--- Source passage Enclosed Below ---

Zileur (Mi:Mi:Moumou) has a certain offbeat charm, the kind shared by an ugly sofa, the smell of decades-old newspapers, or a garish and scratchy sweater. That is to say, I certainly can’t figure out where it belongs. It has an uncanny grooviness, at times smooth jazz and at other times straying closer to country. It could very well be a broadcast sent from the 1970s with the express purpose of establishing alien contact.

There are three recognizable singers. All are men and all incorporate their own variation on a wheezy, wavering falsetto. This odd delivery, combined at times with a flood of bizarre stream-of-consciousness style lyrics, can be abrasive. However, it’s all very inconsistent. On some tracks, the unpolished vocals lend themselves to the musical style and combine in unexpected ways. The best example of this is “TV Court,” which can’t seem to decide whether it’s a jazz rock number or exit music for a western. Its rambling piano and guitar lines and the nasal vocal delivery somehow manage to hook you, in spite of their inherent strangeness. The following track, “Men Of Substance,” also boasts a grotesquely interesting vocal performance and a swinging rhythm, this time embellished with soft guitar arpeggios. But at other times, as in “The Curse” and “Ed,” it’s just rock-by-numbers with a lousy vocalist.

Unfortunately, the most fascinating thing about the album is also its downfall. Because this aesthetic is something of an anomaly today, it can sound pretty self-involved. In the opening tracks I can detect a slight air of superiority in forced idiosyncrasies, and the purposeful eccentricity quickly loses its intrigue and becomes alienating.

--- End of Enclosed Source passage ---
--- Records provided Enclosed Below ---

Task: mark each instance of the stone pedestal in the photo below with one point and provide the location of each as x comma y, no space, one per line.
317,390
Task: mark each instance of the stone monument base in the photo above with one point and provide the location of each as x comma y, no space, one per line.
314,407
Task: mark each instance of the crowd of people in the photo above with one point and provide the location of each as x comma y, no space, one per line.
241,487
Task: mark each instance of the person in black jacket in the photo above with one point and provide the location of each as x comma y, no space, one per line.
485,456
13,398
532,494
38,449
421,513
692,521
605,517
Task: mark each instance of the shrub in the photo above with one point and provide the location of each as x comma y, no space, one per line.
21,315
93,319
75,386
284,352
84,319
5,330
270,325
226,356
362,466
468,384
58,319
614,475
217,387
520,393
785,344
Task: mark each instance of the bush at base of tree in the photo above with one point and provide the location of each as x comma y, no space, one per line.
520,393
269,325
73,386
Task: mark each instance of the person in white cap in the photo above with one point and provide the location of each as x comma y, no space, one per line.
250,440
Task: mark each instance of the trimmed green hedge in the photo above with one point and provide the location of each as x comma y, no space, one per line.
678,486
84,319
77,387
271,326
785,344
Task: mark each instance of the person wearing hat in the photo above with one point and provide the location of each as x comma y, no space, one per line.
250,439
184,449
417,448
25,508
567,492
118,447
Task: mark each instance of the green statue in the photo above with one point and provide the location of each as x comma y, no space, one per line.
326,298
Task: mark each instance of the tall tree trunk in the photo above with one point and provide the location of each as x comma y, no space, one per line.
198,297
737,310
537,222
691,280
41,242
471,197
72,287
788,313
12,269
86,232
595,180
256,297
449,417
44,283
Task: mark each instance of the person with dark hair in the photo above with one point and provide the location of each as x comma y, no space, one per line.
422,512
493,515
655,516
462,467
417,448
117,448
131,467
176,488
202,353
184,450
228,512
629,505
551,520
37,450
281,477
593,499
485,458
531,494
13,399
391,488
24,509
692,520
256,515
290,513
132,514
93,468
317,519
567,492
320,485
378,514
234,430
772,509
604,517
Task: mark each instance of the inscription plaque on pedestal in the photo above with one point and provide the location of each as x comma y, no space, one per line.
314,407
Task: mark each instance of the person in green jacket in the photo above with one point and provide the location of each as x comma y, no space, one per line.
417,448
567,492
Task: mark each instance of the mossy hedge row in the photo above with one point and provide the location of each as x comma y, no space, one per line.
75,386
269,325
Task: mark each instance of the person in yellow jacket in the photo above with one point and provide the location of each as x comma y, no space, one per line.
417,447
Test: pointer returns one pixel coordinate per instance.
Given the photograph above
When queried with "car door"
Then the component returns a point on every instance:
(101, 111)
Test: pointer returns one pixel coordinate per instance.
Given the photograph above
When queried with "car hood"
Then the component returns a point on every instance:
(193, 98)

--- End of Enclosed Records provided ---

Copy the album review word for word from "Unfortunately, the most" to "and becomes alienating.".

Unfortunately, the most fascinating thing about the album is also its downfall. Because this aesthetic is something of an anomaly today, it can sound pretty self-involved. In the opening tracks I can detect a slight air of superiority in forced idiosyncrasies, and the purposeful eccentricity quickly loses its intrigue and becomes alienating.